> _ASSIGNMENT 1_
In the post about structural variant calling, which truthset are the merged caller outputs being compared to?
> _ASSIGNMENT 2_
Pick up the post about structural variant calling right after its last sentence and keep writing it.

> _GIVEN PASSAGE_
- - -
I am relatively new to structural variant calling so I apologise in advance if I seem unaware of certain things.
I am currently trying to call structural variants using multiple callers: (Manta, smoove, and GRIDSS) by merging their individual outputs using SURVIVOR. I'm attempting to compare the outputs I get from this process to a truthset called HG002_v0.6.
I want to see if there are any structural variants from the samples I am calling which have a stronger link to or impact on certain genes when compared to others, but I'm also trying to filter out as many false positives as possible.
I have also tried filtering the individual VCF files using duphold's added annotations (and recommended filtering on their github page), filtering via PASS only, and removing structural variants below 50bp in length.
- - -
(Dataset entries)

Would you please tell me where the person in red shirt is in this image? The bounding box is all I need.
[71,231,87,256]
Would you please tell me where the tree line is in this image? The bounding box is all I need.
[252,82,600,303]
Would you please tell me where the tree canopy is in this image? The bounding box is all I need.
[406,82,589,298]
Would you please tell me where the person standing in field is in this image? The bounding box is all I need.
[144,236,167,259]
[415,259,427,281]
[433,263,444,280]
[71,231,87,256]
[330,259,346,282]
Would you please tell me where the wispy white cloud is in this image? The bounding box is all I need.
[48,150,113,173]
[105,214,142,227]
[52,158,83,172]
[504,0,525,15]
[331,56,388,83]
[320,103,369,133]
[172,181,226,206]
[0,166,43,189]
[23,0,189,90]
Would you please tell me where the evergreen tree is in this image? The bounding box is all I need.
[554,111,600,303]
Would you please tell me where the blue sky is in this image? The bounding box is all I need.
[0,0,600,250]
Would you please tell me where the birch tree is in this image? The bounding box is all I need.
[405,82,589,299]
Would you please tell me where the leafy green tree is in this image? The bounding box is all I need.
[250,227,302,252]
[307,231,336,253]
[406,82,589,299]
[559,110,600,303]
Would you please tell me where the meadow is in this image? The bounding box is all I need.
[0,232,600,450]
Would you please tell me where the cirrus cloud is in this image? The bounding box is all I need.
- - -
> _ANSWER BOX 1_
HG002_v0.6

> _ANSWER BOX 2_
For GRIDSS I have also annotated the calls using the simple_event_annotation.R script supplied by the GRIDSS github repository and used SVTyper for genotyping to make a merge with SURVIVOR possible for a GRIDSS VCF file.
In your opinion, what would be more important of a metric to determine if the structural variant calling is tuned properly, a higher recall? Or a higher precision. Currently I am achieving ~15-20% recall and >90% Precision.
Hello, sorry to bother you. After reading your article, as a beginner, I have some doubts. Did you successfully genotype the vcf file of Gridss using svtyper? Why did I make some errors and couldn't find a solution.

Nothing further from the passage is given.